### What you should do
Collect every line in the material below that contains the word "dense", and copy each of those lines in full.
>> begin
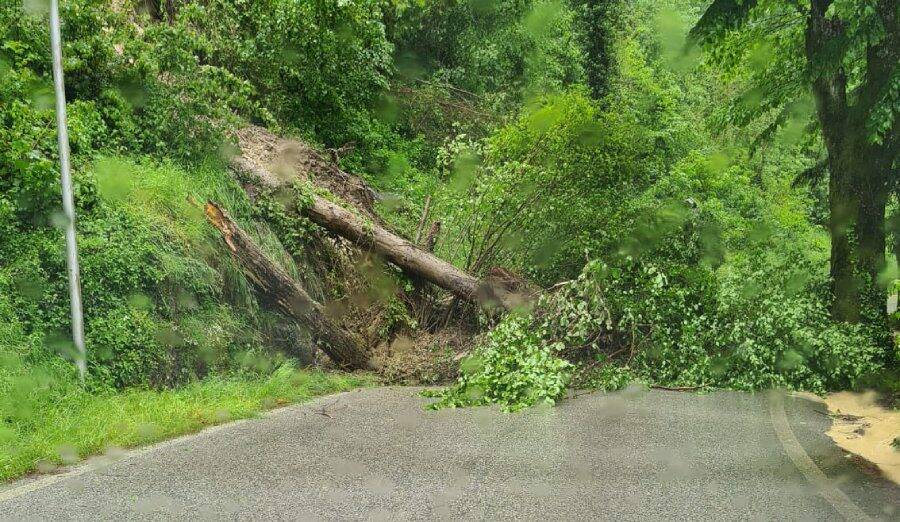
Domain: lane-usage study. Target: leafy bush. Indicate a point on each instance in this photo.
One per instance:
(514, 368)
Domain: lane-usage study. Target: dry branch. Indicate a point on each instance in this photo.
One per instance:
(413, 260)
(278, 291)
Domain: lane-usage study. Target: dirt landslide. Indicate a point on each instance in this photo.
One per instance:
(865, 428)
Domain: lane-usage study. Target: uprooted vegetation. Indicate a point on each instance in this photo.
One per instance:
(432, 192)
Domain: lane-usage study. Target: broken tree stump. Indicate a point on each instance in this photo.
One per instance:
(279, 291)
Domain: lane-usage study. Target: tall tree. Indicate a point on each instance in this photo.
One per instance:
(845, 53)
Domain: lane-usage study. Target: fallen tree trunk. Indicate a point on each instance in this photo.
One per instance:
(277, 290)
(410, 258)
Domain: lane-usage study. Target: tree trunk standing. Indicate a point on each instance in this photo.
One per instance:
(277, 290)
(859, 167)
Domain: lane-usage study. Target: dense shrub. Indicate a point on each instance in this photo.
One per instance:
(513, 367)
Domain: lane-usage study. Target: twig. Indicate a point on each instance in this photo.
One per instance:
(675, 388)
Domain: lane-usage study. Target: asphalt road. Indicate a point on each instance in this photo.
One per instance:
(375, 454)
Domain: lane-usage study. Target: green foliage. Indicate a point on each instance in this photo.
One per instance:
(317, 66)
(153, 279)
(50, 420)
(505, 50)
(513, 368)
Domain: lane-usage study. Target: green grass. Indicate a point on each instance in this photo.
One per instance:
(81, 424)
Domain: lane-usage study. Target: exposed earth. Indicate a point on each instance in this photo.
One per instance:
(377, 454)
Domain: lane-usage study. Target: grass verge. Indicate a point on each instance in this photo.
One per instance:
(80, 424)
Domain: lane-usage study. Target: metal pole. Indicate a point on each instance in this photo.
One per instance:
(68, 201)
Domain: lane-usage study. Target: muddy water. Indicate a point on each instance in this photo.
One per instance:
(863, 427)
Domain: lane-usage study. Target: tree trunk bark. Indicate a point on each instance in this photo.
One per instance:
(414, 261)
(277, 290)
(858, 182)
>> end
>> begin
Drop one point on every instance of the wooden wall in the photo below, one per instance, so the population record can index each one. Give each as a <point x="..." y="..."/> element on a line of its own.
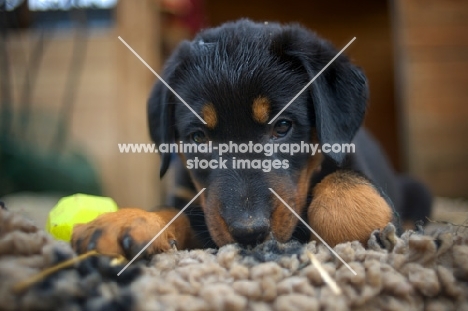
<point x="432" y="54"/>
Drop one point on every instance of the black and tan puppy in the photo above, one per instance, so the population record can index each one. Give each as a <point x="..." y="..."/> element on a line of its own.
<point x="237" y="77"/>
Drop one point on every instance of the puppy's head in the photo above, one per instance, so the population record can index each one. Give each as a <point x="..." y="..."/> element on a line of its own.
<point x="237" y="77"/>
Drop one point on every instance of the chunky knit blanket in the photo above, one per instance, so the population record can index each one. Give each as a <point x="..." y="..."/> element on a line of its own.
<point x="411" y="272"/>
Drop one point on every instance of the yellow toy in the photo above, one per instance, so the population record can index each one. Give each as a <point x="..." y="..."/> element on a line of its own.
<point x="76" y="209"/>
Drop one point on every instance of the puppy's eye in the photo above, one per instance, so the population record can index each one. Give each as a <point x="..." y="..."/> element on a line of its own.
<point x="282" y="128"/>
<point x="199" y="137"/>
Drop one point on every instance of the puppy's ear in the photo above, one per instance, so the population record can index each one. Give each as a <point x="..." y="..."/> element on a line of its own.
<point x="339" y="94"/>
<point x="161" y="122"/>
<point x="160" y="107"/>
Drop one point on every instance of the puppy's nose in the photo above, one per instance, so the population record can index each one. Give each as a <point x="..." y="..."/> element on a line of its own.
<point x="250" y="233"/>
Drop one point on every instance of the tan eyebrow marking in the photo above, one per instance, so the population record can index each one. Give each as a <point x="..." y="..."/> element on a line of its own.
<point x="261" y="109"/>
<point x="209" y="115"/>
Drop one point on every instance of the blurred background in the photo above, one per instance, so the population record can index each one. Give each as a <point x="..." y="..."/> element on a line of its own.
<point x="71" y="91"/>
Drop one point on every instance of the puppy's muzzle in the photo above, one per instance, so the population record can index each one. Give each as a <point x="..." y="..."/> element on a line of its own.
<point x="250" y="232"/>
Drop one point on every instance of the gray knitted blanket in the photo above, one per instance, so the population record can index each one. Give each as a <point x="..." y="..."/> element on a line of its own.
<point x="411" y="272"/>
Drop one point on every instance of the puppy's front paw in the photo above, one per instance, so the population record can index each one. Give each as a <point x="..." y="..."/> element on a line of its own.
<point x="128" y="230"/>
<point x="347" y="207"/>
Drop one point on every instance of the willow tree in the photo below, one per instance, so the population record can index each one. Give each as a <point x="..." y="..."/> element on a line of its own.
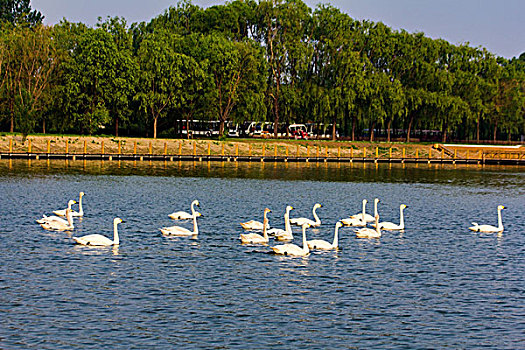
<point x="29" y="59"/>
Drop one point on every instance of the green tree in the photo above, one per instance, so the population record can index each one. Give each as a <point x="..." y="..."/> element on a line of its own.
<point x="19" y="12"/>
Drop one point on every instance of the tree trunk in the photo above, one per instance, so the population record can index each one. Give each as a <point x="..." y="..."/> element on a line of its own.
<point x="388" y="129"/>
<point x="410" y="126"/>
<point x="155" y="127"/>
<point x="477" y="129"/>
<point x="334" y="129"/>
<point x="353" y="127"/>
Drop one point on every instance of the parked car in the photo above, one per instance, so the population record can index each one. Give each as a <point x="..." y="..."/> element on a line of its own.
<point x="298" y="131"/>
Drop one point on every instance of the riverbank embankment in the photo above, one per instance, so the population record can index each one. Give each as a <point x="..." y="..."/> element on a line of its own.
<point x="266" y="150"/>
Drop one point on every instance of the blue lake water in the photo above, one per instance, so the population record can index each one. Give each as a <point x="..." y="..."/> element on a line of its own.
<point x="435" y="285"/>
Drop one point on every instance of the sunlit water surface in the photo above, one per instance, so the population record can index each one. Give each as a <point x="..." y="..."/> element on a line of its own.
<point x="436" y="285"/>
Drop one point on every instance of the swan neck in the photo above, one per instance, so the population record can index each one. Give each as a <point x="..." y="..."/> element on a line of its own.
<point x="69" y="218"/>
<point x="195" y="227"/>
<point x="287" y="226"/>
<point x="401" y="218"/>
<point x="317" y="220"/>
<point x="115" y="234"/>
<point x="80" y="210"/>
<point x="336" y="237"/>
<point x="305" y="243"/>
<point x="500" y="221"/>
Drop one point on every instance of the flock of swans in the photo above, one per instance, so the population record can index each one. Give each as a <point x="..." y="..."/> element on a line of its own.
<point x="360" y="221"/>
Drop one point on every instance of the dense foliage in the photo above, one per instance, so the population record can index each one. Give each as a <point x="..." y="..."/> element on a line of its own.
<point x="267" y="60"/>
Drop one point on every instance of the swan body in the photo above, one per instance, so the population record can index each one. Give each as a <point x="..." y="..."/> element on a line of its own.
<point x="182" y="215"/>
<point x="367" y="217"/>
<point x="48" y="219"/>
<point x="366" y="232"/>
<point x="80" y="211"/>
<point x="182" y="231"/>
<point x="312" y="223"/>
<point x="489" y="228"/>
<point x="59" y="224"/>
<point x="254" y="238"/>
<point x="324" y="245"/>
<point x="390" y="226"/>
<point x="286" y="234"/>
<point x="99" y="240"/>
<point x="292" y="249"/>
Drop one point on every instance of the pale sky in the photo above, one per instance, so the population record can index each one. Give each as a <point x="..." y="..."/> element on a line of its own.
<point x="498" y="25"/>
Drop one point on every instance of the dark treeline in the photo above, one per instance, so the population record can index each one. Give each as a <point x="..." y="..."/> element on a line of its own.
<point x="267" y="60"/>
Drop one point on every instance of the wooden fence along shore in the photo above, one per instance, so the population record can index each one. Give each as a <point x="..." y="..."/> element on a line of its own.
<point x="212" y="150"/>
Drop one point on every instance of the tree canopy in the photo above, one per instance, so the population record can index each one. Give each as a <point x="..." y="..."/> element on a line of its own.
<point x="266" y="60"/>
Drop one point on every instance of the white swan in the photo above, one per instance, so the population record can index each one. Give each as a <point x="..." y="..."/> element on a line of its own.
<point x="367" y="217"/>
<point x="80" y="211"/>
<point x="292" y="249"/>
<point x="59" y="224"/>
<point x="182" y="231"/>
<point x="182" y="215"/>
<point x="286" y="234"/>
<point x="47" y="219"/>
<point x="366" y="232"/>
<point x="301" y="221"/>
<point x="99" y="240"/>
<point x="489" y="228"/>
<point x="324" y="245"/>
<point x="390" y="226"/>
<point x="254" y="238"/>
>> end
### The completed task
Domain: lane-usage study. Target: dense shrub. Indicate a point on each instance in this photo.
Drop one point on every instance of the dense foliage in the photo above, one per instance, so the population record can index each one. Give each as a <point x="..." y="..."/> element on a line of its own.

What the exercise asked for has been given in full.